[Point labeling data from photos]
— BEGIN —

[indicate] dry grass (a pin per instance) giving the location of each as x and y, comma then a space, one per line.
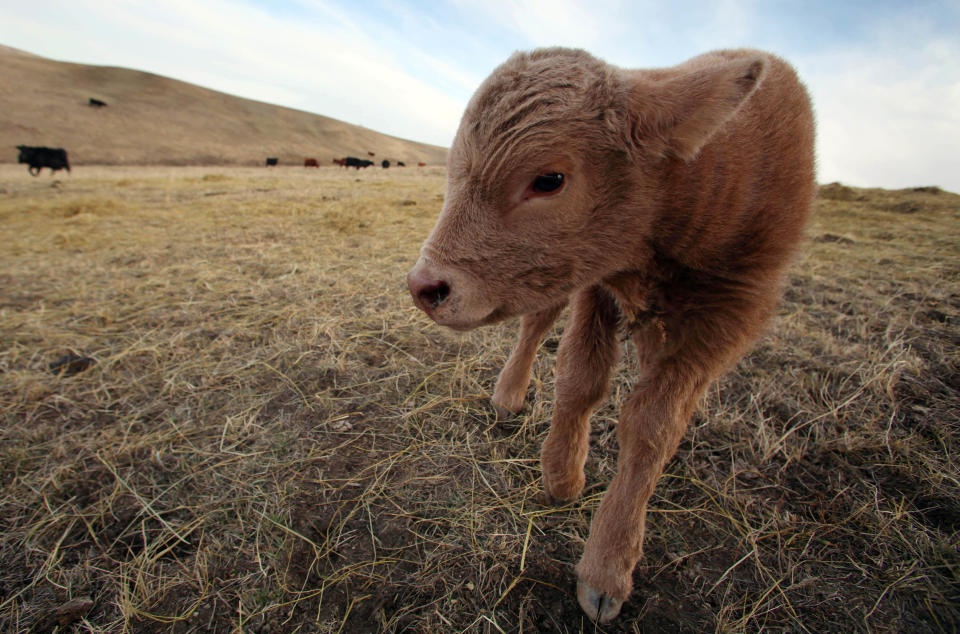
154, 120
272, 439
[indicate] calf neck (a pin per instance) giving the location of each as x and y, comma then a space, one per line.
665, 202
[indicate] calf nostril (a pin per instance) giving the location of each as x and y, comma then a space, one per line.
434, 294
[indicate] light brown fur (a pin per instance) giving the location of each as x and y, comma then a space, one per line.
685, 194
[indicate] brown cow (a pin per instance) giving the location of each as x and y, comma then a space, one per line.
665, 203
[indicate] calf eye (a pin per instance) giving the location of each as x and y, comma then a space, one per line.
546, 183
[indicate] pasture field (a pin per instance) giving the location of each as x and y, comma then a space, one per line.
272, 438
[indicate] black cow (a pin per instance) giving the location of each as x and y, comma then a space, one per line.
352, 161
39, 157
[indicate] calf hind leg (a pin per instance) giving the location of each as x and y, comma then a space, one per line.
676, 372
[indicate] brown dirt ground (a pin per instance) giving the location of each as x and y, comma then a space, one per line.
272, 439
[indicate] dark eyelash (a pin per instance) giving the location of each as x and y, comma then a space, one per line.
547, 183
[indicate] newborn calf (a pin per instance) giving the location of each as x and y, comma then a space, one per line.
665, 202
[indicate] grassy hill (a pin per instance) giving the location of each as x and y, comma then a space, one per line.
271, 438
154, 120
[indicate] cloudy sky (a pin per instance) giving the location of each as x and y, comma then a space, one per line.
884, 75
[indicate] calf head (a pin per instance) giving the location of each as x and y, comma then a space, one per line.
555, 177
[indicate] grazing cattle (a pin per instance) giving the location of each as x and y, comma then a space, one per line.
39, 157
352, 161
666, 204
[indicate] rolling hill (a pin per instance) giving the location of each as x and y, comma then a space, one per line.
155, 120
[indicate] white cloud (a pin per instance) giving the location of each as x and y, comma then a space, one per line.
888, 116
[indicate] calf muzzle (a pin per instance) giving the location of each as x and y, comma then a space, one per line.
427, 291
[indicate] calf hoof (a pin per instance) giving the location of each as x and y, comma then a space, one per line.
599, 606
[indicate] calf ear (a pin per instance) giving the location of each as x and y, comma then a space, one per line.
676, 114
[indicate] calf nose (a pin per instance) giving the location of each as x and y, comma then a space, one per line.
428, 292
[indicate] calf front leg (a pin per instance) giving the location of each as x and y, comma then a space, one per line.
587, 353
511, 388
651, 426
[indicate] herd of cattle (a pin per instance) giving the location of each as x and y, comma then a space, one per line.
37, 158
349, 161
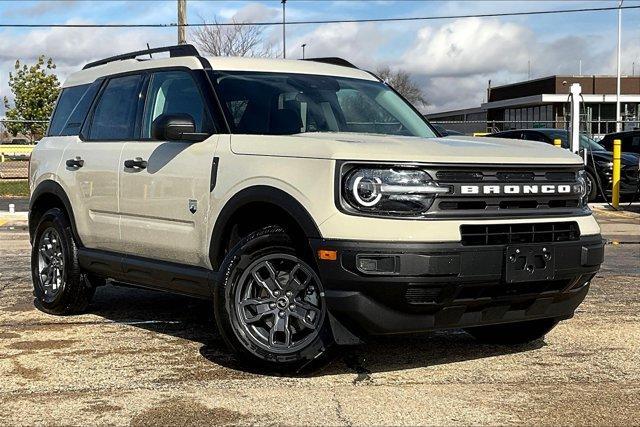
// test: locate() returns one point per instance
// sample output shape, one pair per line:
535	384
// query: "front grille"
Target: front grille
473	191
422	295
504	234
444	294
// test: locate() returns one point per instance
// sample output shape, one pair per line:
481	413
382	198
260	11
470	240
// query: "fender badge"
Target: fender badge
193	205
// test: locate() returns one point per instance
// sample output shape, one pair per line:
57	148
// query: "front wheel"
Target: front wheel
270	305
60	287
513	333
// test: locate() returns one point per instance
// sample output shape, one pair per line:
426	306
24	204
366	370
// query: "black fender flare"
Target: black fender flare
266	194
52	187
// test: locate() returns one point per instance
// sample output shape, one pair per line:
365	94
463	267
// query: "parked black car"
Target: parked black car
597	155
630	141
445	132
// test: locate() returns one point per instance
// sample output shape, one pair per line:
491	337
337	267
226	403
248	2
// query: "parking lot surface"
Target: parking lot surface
147	358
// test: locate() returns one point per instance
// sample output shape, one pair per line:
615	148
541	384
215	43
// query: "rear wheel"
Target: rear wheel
513	333
60	287
270	307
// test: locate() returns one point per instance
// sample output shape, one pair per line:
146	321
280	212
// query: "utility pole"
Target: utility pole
618	116
284	33
182	21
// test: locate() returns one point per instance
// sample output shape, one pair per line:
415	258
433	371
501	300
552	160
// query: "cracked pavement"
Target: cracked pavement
148	358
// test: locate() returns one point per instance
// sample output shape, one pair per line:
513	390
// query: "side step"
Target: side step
159	275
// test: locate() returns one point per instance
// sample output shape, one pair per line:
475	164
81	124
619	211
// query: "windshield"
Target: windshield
585	141
284	104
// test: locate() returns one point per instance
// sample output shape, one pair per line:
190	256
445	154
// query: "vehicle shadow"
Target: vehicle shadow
193	319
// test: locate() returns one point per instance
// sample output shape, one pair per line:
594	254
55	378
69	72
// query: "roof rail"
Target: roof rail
174	51
333	61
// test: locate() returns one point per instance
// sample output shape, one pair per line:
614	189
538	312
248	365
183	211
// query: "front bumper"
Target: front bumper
448	285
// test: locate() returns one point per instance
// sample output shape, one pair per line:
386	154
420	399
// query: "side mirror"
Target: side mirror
176	127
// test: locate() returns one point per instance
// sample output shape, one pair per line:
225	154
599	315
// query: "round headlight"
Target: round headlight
389	191
366	190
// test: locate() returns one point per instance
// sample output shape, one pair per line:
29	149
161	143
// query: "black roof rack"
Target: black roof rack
174	51
333	61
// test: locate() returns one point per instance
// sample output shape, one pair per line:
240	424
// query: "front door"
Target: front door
165	185
91	162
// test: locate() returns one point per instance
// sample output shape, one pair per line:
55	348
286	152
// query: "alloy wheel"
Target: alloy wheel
279	303
50	263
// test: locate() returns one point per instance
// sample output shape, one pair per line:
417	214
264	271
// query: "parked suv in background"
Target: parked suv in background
308	200
630	141
599	161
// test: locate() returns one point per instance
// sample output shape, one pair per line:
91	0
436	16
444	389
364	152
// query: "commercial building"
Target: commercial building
544	102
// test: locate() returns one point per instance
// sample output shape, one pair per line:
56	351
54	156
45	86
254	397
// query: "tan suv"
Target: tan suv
307	199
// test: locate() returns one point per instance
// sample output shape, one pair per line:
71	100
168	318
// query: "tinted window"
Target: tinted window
79	113
535	136
114	117
67	102
173	92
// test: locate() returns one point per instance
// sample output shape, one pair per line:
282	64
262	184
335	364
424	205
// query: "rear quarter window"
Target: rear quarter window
67	102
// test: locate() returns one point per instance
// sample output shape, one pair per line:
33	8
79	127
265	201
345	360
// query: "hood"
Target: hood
370	147
627	159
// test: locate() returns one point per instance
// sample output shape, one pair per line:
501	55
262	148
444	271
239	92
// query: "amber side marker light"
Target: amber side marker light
327	255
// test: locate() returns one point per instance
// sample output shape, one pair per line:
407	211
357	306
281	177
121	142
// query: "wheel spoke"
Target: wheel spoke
281	326
45	255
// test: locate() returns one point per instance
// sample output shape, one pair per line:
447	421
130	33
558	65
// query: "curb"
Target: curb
16	219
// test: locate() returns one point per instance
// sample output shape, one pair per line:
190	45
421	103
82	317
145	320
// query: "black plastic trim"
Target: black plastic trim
52	187
153	274
333	60
219	111
266	194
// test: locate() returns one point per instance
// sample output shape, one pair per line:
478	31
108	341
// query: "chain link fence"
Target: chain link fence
15	151
595	129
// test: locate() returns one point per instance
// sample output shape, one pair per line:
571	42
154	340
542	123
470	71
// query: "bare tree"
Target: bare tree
232	40
401	81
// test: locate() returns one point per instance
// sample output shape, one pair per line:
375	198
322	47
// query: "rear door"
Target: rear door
164	201
90	164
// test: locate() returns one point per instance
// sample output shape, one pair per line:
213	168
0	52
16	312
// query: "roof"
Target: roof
217	63
286	66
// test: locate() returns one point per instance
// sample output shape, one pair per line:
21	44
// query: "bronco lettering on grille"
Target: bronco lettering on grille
516	189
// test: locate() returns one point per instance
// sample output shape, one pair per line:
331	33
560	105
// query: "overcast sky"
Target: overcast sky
451	59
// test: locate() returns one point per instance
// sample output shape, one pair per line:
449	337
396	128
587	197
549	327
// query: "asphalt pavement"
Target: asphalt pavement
148	358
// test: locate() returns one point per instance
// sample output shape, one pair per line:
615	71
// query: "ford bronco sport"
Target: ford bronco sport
307	200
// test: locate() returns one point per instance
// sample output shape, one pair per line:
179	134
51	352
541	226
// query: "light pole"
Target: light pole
618	116
284	34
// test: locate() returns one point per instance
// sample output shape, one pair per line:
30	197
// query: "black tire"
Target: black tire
513	333
593	188
74	290
240	292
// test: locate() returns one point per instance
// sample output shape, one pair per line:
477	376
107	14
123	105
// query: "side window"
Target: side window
114	117
174	92
79	113
67	102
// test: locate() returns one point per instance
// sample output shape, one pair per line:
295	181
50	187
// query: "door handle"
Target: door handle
75	163
138	163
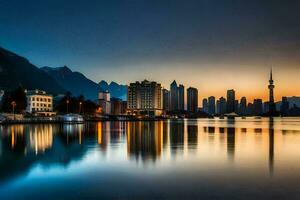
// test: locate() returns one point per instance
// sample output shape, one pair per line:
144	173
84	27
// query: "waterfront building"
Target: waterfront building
243	106
192	100
104	102
250	109
284	108
39	102
173	96
181	98
116	106
266	107
176	97
144	98
271	86
211	105
230	106
205	105
166	100
257	107
221	108
1	95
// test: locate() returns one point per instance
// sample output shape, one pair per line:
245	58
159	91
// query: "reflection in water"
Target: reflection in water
192	136
231	139
271	145
177	136
144	140
199	146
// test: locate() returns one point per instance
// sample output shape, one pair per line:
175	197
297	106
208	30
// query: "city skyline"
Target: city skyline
193	43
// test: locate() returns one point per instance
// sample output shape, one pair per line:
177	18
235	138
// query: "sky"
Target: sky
213	45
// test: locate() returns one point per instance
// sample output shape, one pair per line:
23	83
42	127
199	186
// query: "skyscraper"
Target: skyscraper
272	106
205	105
284	108
211	105
243	106
166	99
176	97
222	106
192	99
230	107
173	96
144	98
257	107
181	98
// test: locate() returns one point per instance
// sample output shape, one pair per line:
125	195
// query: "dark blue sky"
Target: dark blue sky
157	39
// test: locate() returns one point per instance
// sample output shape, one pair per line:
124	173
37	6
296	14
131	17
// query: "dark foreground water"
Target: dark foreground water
188	159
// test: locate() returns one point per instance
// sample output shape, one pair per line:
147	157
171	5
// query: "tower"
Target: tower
272	108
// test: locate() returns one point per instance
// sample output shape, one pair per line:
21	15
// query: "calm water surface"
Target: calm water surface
183	159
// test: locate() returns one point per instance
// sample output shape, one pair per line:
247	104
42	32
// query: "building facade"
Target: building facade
173	96
166	100
271	86
221	108
104	102
39	102
211	105
230	107
192	100
181	98
144	98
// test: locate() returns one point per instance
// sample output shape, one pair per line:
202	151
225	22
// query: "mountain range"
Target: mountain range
18	71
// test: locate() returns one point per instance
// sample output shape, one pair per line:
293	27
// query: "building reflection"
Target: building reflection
176	136
40	138
271	145
230	138
192	136
144	140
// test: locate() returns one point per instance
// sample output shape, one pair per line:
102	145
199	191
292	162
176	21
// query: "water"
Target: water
185	159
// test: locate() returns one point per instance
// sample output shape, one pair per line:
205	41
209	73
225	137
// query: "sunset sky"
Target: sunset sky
213	45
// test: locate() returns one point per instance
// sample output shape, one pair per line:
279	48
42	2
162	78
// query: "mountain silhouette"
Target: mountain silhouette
115	89
17	71
74	82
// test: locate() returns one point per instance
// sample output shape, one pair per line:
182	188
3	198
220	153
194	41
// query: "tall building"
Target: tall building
104	102
205	105
181	97
116	106
221	108
144	98
230	106
166	99
192	99
211	105
272	106
176	97
173	96
39	102
257	107
243	106
285	106
250	109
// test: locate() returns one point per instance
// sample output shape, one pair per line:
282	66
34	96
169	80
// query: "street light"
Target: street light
13	104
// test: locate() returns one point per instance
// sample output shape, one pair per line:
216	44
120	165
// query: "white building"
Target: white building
39	102
104	102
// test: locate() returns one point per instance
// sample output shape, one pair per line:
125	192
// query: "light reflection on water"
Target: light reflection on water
205	158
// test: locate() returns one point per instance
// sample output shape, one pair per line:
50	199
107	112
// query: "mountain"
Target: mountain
17	71
115	89
74	82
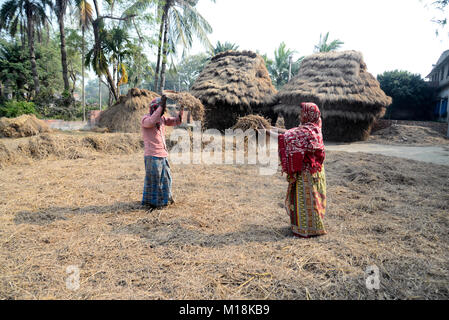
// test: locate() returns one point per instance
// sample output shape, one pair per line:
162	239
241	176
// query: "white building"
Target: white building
439	79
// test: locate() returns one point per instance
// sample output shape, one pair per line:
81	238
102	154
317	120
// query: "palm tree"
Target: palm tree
13	11
279	68
85	14
222	47
60	9
96	57
117	44
180	20
323	46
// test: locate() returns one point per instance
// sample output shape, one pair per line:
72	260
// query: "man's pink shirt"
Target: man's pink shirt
154	138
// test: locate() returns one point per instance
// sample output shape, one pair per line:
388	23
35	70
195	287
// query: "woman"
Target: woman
302	155
157	187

— END —

— Work to be completed —
Counting case-sensitively, how many lines of the material above contain the string "brown"? Reply with the number alone.

— Solution for this task —
3